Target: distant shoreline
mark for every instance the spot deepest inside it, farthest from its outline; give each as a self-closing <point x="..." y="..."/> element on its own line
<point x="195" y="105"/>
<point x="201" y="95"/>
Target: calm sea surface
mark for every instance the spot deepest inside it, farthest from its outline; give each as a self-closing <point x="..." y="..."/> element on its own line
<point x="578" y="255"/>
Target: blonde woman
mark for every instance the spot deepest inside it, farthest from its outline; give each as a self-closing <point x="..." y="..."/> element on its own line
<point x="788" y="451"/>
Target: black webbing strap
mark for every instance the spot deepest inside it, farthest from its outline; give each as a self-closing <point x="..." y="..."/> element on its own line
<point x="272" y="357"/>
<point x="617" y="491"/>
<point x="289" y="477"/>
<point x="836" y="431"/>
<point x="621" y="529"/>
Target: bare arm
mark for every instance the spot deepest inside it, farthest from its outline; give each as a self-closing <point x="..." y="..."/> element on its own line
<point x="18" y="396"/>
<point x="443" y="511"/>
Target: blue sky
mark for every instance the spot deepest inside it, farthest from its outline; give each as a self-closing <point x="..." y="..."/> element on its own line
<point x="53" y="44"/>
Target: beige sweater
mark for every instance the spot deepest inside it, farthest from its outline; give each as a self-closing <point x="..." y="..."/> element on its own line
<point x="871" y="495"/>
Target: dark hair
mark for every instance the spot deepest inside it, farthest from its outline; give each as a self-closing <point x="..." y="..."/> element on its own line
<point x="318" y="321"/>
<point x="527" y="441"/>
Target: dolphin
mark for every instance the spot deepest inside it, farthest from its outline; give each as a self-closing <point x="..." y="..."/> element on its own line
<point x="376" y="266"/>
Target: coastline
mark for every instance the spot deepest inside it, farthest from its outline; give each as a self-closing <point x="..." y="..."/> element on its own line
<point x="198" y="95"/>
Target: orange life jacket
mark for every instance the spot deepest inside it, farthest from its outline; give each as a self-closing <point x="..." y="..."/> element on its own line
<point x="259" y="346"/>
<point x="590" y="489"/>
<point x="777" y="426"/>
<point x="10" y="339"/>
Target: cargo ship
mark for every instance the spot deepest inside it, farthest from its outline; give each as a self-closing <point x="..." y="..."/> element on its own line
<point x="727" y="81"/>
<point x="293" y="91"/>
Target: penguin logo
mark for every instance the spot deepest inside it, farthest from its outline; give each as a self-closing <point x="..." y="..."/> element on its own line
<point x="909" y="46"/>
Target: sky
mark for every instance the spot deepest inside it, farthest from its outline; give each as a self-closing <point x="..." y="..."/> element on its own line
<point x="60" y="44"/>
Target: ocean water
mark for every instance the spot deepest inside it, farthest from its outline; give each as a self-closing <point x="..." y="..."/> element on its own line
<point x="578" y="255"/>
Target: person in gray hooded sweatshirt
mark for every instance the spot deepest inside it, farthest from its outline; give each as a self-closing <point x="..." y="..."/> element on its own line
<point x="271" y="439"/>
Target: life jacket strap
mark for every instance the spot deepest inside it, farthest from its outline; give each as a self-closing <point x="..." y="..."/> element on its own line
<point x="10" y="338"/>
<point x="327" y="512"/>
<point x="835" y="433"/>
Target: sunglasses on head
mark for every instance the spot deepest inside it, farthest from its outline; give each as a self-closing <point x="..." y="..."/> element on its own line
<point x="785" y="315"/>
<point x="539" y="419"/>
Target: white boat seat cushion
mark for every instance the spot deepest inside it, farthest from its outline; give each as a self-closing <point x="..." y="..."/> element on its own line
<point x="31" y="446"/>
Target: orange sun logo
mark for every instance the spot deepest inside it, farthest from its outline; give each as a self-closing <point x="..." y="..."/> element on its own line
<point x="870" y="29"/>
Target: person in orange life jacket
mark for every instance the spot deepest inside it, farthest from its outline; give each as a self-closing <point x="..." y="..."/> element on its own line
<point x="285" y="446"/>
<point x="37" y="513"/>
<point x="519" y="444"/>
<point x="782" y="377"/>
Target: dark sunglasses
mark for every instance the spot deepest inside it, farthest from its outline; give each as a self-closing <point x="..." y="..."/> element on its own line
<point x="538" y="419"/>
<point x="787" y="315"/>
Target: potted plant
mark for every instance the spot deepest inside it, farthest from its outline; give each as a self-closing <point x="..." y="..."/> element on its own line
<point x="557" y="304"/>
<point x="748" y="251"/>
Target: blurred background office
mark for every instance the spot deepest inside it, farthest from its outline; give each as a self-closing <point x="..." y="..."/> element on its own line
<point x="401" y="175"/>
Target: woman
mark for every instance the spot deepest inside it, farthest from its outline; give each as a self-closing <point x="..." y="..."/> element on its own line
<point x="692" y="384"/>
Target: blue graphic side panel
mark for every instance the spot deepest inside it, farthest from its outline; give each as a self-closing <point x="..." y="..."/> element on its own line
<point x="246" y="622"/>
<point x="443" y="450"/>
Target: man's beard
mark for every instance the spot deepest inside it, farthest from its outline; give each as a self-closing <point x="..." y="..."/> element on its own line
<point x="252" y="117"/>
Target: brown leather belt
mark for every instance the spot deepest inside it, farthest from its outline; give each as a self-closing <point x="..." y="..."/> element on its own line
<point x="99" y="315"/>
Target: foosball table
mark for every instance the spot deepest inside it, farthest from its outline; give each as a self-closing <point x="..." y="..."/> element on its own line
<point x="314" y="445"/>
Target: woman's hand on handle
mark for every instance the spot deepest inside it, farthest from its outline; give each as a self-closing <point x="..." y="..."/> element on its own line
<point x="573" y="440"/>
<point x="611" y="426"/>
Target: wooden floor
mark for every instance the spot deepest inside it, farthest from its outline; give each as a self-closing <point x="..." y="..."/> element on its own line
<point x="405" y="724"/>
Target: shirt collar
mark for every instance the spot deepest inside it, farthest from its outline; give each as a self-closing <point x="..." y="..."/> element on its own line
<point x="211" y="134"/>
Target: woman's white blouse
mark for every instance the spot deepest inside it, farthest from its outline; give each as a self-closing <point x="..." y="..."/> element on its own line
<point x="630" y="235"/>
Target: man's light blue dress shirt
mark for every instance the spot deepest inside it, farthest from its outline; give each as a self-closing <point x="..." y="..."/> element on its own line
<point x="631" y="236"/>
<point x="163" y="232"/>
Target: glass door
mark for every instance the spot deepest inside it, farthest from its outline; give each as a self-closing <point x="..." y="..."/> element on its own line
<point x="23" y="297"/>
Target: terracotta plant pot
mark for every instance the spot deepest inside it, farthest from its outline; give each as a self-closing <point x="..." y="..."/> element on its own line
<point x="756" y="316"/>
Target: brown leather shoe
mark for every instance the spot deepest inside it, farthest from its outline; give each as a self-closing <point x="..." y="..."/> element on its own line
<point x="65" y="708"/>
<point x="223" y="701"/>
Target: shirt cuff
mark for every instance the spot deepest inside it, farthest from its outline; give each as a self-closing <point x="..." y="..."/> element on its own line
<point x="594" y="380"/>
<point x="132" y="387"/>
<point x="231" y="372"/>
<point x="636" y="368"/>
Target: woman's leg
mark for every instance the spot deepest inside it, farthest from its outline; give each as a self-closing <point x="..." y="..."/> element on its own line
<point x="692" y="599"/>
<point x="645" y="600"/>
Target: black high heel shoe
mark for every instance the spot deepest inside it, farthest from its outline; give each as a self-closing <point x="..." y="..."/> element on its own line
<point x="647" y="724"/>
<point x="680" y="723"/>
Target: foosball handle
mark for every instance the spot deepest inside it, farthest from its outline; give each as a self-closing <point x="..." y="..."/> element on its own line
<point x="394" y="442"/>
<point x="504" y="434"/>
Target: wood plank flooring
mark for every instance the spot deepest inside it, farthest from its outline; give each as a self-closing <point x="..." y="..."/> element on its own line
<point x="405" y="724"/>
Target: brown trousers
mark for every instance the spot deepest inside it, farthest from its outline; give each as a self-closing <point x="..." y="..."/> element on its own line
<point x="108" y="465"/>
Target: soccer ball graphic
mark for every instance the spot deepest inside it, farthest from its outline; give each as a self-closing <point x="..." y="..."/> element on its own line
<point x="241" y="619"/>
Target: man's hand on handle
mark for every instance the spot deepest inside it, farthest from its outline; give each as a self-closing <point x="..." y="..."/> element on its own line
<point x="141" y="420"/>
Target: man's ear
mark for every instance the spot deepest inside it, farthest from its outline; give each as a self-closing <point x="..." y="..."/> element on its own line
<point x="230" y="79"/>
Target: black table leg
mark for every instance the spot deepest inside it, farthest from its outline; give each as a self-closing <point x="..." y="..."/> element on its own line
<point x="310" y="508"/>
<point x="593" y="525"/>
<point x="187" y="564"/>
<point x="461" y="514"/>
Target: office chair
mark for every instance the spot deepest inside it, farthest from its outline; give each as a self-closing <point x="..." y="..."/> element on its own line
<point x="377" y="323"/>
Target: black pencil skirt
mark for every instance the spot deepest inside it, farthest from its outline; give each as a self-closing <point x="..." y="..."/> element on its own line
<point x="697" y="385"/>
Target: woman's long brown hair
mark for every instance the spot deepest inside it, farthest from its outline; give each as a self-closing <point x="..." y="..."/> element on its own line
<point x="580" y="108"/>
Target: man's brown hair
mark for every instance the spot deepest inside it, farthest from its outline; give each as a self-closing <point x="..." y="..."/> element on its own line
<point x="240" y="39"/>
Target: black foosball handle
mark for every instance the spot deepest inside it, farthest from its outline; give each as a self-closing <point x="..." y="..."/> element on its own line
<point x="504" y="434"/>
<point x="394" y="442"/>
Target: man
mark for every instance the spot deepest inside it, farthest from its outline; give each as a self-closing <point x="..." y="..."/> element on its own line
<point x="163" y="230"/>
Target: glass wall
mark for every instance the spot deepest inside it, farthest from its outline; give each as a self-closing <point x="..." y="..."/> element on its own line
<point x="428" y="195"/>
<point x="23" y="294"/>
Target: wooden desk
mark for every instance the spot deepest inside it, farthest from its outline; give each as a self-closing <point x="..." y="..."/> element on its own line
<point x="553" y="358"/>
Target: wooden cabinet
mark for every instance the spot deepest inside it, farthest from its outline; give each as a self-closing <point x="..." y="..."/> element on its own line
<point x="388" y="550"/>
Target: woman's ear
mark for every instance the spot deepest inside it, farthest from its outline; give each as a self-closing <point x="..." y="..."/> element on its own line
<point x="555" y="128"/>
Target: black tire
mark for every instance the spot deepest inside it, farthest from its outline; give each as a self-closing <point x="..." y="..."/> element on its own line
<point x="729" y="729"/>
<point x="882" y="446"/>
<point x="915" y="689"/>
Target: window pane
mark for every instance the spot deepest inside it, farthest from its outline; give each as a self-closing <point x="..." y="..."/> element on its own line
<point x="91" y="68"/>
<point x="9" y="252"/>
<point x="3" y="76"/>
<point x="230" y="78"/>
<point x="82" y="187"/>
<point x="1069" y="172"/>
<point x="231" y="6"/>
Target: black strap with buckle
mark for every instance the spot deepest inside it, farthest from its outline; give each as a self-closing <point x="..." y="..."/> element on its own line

*WHAT IS NEEDED*. Each line in the records above with "woman" must be returned.

*SOLUTION TO THIS TASK*.
Target: blonde woman
Target: woman
Target: woman's hand on handle
Target: woman's white blouse
Target: woman's leg
Target: woman's long brown hair
Target: woman's ear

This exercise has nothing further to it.